▶ _Labeled-object pointing entries_:
---------------

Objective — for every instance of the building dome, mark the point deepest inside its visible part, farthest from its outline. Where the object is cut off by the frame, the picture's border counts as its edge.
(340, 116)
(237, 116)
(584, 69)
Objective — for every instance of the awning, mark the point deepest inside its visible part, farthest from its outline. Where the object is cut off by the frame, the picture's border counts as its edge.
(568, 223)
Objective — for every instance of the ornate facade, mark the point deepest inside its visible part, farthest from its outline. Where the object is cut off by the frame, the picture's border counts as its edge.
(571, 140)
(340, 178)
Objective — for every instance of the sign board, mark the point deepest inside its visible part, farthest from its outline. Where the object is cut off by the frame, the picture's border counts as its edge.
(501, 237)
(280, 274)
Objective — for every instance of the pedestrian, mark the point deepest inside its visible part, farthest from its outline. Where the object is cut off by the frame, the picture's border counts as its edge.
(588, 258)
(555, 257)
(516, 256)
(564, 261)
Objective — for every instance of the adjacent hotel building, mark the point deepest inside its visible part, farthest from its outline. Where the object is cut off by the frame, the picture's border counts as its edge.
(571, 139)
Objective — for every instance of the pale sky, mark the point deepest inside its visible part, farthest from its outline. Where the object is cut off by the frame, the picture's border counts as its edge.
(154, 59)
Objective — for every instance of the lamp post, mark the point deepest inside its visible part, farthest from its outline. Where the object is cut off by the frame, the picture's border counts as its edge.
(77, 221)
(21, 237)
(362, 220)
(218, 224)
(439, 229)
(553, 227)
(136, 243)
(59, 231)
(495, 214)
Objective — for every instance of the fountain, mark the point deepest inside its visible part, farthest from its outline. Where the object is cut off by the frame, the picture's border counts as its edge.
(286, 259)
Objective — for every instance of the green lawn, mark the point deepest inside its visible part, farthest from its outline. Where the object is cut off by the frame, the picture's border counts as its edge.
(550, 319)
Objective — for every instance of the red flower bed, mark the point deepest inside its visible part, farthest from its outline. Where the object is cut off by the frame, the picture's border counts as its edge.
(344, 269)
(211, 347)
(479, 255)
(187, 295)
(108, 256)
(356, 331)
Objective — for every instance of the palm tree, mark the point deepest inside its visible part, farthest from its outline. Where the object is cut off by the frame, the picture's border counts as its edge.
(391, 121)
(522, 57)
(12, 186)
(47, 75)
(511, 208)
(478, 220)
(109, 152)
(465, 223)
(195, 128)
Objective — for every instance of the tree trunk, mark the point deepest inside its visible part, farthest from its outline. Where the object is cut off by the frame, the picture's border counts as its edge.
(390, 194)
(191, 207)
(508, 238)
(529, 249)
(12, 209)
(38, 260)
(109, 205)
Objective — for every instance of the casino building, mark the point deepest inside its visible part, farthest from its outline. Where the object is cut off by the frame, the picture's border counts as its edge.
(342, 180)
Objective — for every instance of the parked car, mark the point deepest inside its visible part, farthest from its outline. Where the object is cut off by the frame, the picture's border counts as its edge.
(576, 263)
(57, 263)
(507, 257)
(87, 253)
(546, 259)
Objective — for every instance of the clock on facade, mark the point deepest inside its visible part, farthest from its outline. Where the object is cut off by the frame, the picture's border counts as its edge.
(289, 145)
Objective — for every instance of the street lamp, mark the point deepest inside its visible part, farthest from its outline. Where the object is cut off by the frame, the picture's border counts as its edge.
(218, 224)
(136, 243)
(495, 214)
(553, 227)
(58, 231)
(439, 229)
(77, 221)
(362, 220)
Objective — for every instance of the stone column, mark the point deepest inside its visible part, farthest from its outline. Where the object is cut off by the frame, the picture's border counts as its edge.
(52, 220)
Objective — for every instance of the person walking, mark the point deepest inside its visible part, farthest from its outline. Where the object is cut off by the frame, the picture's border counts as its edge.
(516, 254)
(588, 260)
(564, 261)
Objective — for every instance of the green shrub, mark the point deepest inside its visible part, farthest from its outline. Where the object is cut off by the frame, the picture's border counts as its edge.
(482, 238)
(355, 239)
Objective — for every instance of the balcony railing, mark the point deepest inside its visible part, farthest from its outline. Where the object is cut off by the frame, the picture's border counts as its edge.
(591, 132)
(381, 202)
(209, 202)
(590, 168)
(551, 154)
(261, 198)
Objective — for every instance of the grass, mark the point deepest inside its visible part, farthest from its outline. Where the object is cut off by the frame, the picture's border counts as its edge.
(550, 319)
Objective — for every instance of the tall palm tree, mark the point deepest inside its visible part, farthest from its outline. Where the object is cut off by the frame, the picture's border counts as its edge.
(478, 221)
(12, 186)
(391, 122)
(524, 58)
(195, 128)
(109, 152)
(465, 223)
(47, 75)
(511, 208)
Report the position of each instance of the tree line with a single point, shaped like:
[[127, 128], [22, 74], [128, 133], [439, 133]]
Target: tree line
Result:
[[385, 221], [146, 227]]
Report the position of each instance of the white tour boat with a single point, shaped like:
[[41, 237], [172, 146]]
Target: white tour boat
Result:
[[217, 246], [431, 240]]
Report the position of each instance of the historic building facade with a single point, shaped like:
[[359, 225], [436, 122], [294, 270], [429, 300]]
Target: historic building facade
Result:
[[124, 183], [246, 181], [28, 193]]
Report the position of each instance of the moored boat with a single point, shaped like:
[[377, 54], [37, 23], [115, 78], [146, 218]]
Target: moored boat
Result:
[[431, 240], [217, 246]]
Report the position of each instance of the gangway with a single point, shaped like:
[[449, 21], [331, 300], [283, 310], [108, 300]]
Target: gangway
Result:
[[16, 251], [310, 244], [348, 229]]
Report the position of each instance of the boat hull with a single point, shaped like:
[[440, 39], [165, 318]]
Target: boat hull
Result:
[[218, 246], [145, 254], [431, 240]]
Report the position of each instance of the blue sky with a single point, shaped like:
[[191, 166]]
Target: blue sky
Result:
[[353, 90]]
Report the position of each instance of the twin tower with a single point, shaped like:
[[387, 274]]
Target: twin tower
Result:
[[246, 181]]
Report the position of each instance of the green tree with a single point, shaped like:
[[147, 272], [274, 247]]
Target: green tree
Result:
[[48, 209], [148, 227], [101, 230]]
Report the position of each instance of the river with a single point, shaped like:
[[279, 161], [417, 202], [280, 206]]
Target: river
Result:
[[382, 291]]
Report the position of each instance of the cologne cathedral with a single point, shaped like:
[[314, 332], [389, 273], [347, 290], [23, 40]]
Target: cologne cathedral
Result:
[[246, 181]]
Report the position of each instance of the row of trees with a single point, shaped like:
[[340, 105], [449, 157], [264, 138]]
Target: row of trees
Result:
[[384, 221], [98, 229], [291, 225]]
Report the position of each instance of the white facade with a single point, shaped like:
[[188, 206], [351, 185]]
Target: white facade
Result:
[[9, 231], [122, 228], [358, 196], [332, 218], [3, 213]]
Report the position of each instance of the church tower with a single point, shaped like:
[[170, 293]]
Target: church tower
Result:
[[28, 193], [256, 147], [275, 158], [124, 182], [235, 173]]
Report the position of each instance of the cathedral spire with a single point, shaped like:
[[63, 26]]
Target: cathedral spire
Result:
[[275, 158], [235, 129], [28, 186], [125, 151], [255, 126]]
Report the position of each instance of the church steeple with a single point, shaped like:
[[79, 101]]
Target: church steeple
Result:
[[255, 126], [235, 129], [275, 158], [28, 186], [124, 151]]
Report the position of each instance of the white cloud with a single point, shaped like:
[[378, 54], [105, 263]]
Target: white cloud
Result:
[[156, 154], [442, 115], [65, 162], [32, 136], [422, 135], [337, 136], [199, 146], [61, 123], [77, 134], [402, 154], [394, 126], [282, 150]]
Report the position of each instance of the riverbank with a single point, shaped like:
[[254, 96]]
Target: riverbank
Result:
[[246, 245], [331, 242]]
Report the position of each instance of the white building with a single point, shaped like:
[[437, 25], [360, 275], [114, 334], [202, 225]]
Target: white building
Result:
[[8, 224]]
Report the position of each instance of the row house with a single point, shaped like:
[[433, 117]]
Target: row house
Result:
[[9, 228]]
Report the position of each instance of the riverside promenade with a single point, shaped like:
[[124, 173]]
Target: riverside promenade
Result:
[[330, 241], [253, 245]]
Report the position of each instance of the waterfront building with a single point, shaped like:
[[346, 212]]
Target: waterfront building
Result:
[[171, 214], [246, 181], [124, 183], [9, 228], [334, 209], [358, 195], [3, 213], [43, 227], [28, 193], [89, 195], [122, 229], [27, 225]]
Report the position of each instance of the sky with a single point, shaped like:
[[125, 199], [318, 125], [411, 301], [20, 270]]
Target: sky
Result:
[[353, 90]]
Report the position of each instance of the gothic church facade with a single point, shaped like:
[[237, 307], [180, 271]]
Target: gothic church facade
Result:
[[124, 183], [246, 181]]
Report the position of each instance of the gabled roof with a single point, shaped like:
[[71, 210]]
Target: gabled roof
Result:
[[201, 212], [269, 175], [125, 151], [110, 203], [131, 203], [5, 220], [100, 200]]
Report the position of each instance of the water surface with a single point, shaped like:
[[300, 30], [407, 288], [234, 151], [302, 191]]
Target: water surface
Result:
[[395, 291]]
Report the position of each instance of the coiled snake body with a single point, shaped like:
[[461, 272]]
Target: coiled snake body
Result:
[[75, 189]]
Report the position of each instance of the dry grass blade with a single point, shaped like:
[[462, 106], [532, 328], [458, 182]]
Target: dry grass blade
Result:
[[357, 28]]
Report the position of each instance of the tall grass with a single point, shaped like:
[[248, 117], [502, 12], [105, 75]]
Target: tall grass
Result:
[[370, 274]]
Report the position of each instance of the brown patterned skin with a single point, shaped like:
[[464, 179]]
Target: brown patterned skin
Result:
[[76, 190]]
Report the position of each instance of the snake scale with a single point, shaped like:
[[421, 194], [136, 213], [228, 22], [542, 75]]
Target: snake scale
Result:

---------------

▶ _JOB_:
Rewrite every line of the listing from the line containing "Report the position of each instance of the church tower" through the line containing "[[255, 126], [235, 129], [275, 158], [28, 186], [124, 151]]", shifting each answer coordinate by adding 106 to it. Leave the sample coordinates that show the format unchanged.

▶ _RESPONSE TO THE TASK_:
Report the position of each instance of the church tower with a single point, shaped like:
[[170, 293]]
Target: church tower
Result:
[[134, 299], [362, 253], [381, 264], [230, 288], [341, 279]]
Report the position of each instance of the cathedral spire with a single point, shaped like:
[[63, 26]]
Target: cathedral spire
Result:
[[381, 264], [341, 235], [134, 292], [231, 257], [361, 232]]
Report the position of each instance of the church steeple with a single point, shaped like:
[[79, 101]]
Target: church steeple
Result:
[[361, 232], [341, 235], [381, 264], [134, 292], [230, 257]]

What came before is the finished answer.